== Data supplied
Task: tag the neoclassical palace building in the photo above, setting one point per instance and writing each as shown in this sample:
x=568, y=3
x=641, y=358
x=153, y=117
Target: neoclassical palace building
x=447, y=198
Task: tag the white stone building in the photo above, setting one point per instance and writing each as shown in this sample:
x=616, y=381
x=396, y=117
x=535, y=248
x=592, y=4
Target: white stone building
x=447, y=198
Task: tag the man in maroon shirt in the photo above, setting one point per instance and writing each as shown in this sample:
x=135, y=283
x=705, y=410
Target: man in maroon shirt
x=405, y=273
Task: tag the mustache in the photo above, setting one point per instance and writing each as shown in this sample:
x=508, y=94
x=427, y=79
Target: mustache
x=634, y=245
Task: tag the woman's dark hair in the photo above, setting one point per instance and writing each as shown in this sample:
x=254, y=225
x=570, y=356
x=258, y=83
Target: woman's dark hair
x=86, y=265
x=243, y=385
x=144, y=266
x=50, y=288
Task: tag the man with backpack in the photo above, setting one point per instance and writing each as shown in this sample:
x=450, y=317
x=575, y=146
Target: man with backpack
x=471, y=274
====
* **Your goal**
Once the line with "x=258, y=83" is located in the data above, repeat it and every later line through the end, exactly.

* **The completed task**
x=258, y=83
Target: woman's dark hair
x=86, y=265
x=243, y=385
x=144, y=266
x=50, y=288
Task: tag the man with backpack in the photo above, setting one point per instance and writing each as shown in this sample:
x=450, y=317
x=575, y=146
Target: man with backpack
x=471, y=274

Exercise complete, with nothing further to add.